Panegirico. ¡Adiós, Pedro Peix!

Panegirico. ¡Adiós, Pedro Peix!

Escrito por el poeta: Tony Raful

Santo Domingo.- En la dedicatoria de su laureado libro de cuentos, “La noche de los buzones blancos”, Pedro Peix, escribió: a Tony Raful Tejada y a los parias Andrés L. Mateo y Carlos Sangiovanni: “Cuando muera, lleven mi cadáver a la cima donde se talla el dosel del viento, y desde allí, empújenlo con fuerza para que ruede nuevamente hacia la vida”.

Entonces, lo leí y le pregunté, ¿y quién te dijo Pedro, que te vas a morir primero que nosotros? Pedro Peix vivió su propio guión de vida con una intensidad manifiesta, en un medio totalmente abrupto e imposible de darle cabida en la dimensión de su obra y de su vida. Lo comprendió tempranamente. Nunca ocultó sus ideas sobre la vida, los procesos inconsecuentes del ser humano, sus debilidades troncales, sus pasiones. Era un diezmador de verdades establecidas.

Huía hacia adelante, como los iconoclastas, era un infiel soterrado de la historia, la impugnaba en los altares de la conciencia crítica. Creo que en algún momento eligió tener pocos amigos.

Tarea breve A:
Cuenta cuántas líneas de los registros contienen la palabra "slope". Responde solo con el número.
El texto y los registros vienen de fuentes distintas.

Material de trabajo:
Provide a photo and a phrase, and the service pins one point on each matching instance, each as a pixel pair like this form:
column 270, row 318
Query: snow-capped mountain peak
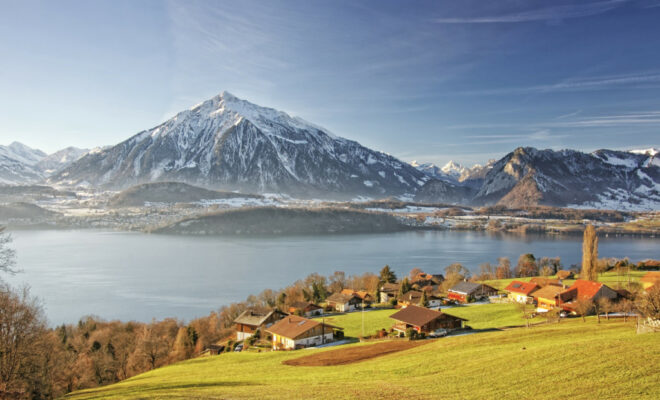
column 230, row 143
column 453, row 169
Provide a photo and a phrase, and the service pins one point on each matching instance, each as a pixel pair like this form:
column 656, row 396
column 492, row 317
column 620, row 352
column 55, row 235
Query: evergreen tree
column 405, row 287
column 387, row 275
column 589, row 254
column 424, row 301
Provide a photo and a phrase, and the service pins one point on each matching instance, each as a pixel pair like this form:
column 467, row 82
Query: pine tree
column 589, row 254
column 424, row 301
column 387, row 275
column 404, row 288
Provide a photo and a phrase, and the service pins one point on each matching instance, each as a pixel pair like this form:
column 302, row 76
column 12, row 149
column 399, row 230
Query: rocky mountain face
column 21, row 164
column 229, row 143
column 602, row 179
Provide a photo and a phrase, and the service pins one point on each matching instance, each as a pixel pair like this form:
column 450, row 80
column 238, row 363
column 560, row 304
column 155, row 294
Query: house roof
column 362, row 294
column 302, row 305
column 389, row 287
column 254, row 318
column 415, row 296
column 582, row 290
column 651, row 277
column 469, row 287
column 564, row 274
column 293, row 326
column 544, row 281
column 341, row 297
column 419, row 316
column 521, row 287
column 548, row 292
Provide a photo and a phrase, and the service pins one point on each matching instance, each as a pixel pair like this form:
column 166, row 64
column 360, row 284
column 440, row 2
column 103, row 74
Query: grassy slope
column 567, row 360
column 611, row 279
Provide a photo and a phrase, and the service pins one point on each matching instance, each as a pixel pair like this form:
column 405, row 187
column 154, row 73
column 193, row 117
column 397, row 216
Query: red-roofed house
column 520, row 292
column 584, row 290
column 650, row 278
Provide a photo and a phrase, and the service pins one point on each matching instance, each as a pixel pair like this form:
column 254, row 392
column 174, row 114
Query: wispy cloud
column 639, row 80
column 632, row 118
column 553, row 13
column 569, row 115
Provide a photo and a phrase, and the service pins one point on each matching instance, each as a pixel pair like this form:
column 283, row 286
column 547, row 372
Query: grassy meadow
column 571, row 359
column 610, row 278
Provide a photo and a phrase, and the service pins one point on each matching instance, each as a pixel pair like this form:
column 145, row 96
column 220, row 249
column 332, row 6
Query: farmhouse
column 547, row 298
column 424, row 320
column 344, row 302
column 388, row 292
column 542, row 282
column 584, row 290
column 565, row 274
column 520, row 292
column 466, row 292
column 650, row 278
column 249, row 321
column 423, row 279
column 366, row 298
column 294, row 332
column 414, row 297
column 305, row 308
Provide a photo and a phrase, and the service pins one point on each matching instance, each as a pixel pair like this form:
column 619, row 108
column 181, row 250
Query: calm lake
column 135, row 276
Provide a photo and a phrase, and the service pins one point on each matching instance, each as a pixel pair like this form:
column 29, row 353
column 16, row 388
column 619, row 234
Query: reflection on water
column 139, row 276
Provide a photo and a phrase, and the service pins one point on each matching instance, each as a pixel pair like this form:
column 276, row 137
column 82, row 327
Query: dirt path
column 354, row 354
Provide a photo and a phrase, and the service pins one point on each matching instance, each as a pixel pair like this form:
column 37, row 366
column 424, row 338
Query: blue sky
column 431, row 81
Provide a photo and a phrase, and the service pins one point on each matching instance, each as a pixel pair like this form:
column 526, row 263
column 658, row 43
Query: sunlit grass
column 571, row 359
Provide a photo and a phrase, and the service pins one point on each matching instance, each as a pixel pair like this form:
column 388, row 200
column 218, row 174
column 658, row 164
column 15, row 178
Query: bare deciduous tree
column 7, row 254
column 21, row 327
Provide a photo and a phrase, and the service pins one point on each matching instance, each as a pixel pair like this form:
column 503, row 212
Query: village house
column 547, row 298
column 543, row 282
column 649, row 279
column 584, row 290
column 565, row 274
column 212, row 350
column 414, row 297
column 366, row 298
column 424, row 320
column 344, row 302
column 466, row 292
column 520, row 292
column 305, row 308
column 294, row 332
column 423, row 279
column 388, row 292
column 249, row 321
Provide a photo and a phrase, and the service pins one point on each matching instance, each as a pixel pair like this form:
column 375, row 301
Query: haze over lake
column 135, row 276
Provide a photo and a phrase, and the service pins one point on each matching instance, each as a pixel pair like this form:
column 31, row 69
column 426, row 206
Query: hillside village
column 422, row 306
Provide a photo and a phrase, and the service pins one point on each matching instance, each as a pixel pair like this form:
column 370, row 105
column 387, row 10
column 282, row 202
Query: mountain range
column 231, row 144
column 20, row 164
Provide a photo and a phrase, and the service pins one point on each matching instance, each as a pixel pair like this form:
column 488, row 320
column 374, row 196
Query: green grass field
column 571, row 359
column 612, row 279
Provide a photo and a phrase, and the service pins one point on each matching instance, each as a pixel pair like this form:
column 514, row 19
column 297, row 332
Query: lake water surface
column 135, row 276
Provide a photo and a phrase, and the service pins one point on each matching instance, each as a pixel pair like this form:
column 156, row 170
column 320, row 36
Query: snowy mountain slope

Tarea breve B:
Copia palabra por palabra el fragmento del texto sobre Pedro Peix que arranca en las palabras "Escrito por el" y termina después de "de verdades establecidas.".

Resultado final A:
2

Resultado final B:
Escrito por el poeta: Tony Raful

Santo Domingo.- En la dedicatoria de su laureado libro de cuentos, “La noche de los buzones blancos”, Pedro Peix, escribió: a Tony Raful Tejada y a los parias Andrés L. Mateo y Carlos Sangiovanni: “Cuando muera, lleven mi cadáver a la cima donde se talla el dosel del viento, y desde allí, empújenlo con fuerza para que ruede nuevamente hacia la vida”.

Entonces, lo leí y le pregunté, ¿y quién te dijo Pedro, que te vas a morir primero que nosotros? Pedro Peix vivió su propio guión de vida con una intensidad manifiesta, en un medio totalmente abrupto e imposible de darle cabida en la dimensión de su obra y de su vida. Lo comprendió tempranamente. Nunca ocultó sus ideas sobre la vida, los procesos inconsecuentes del ser humano, sus debilidades troncales, sus pasiones. Era un diezmador de verdades establecidas.